→ **PROBLEM DESCRIPTION**
Print every line of the entries unchanged, starting at the line containing "In this picture, where can the brick" and continuing down to the line containing "In this picture, where can the arched", with both of those lines included.

→ **EXTRACTED DATA**
-- -- --
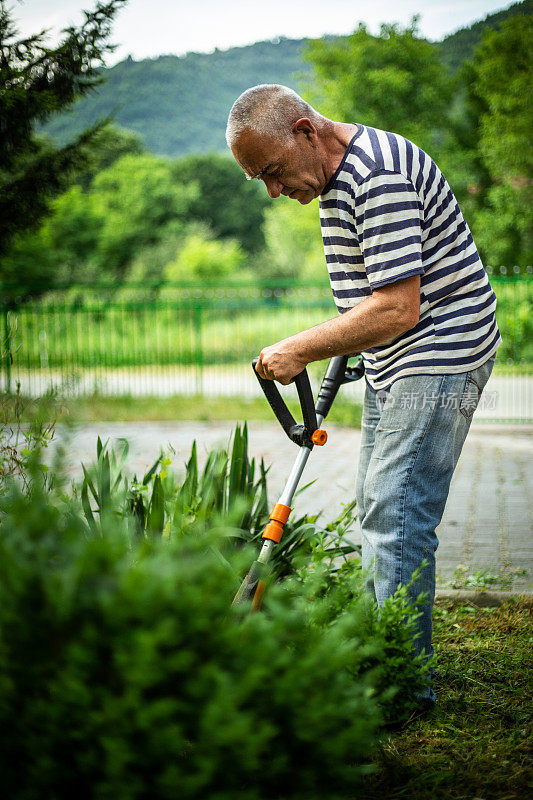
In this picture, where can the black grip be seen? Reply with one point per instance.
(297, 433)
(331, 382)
-- -- --
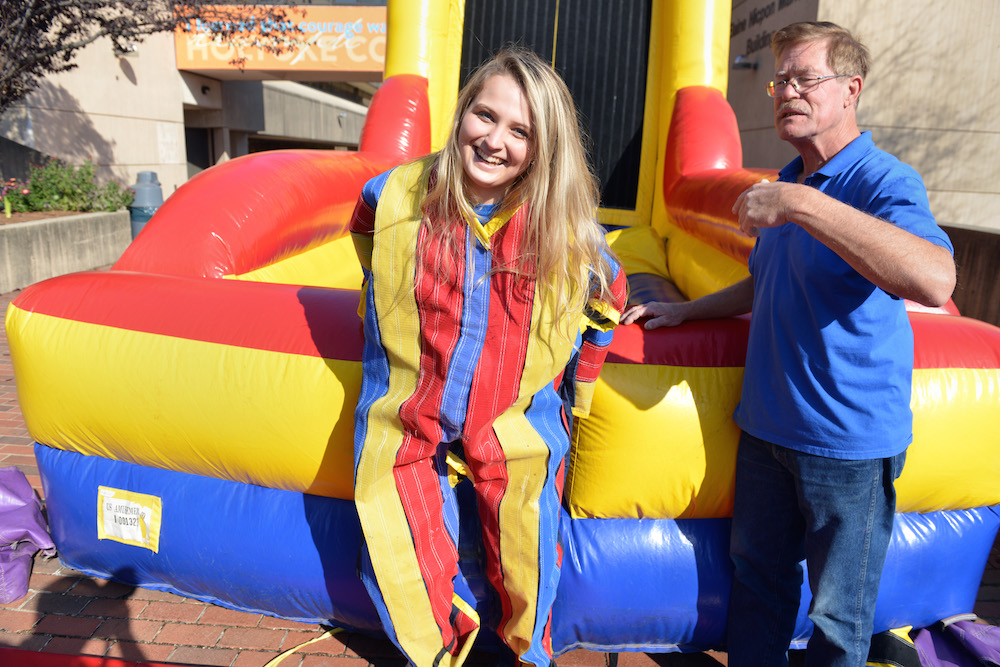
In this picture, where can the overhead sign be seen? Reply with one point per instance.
-- -- --
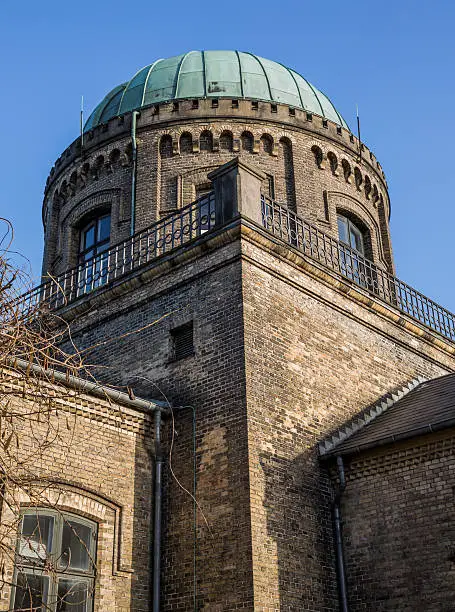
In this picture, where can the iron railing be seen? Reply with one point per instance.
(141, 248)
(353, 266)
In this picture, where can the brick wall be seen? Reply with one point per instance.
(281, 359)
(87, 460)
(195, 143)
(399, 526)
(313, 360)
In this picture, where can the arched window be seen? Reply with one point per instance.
-- -- --
→ **OUTPUT FOR THIS EXERCISE**
In this picture, where can the brick wall be seen? Reply with one point per instance.
(281, 359)
(87, 460)
(195, 143)
(399, 526)
(313, 360)
In this picture, where can the arched window be seen? Reply with one point per instance.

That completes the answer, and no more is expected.